• [Extract to read]:
'''
Las Vegas Sands Corp was among the first this week to report financial results for the quarter ended June 30, 2020. The update revealed a dramatic fall in net revenue and operating income, but also stated that the company is in the early stages of recovery in each of its markets and maintains a strong balance sheet.

Net revenue was $98m, a decrease of 97.1% from the prior year quarter. Operating loss was $922m compared to operating income of $894m year-on-year. Net loss in the second quarter of 2020 was $985m versus net income of $1.11bn in the second quarter of 2019. Consolidated adjusted property EBITDA was $(547) m, compared to $1.27bn in the prior year quarter.

Chairman and CEO Sheldon G Adelson told investors: “I am pleased to say that the early stages of the recovery process from the Covid-19 pandemic in each of our markets is now underway.

“Our greatest priority during this period of the recovery remains our deep commitment to supporting our team members and to helping those in need in each of our local communities of Macao, Singapore and Las Vegas.
'''
• [Exercise brief]:
Resume the Las Vegas Sands earnings report from the point where it stops. The entries after this point come from a separate source unrelated to the Las Vegas Sands earnings report.

• [Record set]:
'''
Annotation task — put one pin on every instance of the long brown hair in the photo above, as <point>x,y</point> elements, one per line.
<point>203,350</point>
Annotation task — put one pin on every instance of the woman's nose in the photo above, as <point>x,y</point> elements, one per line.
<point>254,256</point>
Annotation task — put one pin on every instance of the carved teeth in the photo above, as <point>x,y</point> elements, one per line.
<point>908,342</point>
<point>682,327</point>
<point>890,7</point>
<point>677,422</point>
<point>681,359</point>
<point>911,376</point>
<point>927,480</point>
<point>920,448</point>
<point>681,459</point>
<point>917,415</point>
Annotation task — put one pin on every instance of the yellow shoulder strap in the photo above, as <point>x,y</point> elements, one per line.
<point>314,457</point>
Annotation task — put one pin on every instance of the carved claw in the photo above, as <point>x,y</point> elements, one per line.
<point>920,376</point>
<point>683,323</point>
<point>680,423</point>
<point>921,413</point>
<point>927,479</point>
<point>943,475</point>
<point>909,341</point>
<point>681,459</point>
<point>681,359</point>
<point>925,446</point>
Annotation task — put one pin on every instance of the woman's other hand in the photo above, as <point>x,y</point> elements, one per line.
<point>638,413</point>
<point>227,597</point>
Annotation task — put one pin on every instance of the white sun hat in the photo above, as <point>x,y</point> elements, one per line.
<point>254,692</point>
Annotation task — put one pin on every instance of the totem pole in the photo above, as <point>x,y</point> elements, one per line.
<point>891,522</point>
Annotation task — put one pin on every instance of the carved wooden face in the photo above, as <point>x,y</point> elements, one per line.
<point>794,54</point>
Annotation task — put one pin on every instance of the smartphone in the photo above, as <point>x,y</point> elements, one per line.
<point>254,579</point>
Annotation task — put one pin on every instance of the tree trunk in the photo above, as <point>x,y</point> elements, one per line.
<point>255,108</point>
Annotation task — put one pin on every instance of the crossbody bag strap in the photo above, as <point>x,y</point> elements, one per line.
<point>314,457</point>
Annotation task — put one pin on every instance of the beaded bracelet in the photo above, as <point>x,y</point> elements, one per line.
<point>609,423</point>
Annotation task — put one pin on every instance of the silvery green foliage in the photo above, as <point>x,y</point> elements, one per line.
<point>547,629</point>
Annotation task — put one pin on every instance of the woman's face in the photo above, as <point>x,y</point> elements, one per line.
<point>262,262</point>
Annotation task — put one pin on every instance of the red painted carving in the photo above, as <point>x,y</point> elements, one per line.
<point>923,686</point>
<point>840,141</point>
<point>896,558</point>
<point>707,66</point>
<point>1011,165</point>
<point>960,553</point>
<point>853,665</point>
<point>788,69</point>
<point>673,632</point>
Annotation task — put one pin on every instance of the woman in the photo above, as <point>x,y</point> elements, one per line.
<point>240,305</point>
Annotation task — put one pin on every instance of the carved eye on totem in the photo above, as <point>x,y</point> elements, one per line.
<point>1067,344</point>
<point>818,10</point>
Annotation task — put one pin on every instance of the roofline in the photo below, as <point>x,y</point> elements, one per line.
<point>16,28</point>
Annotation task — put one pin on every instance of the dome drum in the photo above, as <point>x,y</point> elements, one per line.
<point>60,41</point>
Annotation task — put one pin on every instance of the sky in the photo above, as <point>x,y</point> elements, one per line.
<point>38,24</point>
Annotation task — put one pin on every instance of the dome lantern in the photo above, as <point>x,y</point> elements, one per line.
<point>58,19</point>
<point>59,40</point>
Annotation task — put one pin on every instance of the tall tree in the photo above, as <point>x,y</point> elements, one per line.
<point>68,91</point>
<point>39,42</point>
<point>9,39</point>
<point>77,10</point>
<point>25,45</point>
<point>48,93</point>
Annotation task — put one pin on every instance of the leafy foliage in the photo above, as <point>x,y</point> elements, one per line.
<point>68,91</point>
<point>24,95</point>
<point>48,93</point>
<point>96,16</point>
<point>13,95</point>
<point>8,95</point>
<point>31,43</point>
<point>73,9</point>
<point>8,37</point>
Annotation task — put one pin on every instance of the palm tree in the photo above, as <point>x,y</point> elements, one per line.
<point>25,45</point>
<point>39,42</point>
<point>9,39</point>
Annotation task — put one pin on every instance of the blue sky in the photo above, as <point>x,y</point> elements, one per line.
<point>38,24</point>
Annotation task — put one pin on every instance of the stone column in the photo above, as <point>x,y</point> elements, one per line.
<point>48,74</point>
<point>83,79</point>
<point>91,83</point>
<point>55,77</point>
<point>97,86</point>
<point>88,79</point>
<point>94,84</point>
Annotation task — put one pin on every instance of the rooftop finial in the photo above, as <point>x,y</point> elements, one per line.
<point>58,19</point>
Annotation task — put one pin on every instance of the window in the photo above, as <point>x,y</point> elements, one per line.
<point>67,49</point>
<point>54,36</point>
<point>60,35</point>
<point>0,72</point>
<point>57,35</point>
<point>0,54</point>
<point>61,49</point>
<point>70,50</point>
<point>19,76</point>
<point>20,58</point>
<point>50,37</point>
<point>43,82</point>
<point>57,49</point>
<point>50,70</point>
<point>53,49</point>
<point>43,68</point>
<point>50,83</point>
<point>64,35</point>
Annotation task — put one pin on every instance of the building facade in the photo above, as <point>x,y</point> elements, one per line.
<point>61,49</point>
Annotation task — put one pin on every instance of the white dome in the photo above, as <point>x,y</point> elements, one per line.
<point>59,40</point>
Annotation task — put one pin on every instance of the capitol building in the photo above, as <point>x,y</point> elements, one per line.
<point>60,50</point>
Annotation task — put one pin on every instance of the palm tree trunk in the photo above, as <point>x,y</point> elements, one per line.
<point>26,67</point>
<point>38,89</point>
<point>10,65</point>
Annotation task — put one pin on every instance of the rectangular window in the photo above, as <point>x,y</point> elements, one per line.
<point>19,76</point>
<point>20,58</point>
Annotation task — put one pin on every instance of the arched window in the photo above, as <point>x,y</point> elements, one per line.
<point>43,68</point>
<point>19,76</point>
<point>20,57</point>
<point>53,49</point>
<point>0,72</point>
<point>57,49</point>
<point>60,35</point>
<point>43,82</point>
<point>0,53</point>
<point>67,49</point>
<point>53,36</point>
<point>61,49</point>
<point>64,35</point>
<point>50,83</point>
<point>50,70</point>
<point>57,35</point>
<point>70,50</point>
'''
• [Expected answer]:
“We remain optimistic about an eventual recovery of travel and tourism spending across our markets, as well as our future growth prospects. We are fortunate that our financial strength will enable us to continue to execute our previously announced capital expenditure programs in both Macao and Singapore, while continuing to pursue growth opportunities in new markets.”

In conclusion, Sands reported that it has access to $3.94bn available for borrowing under its US, SCL and Singapore revolving credit facilities, net of outstanding letters of credit. As of June 30, 2020, total debt outstanding, excluding finance leases, was $13.82bn.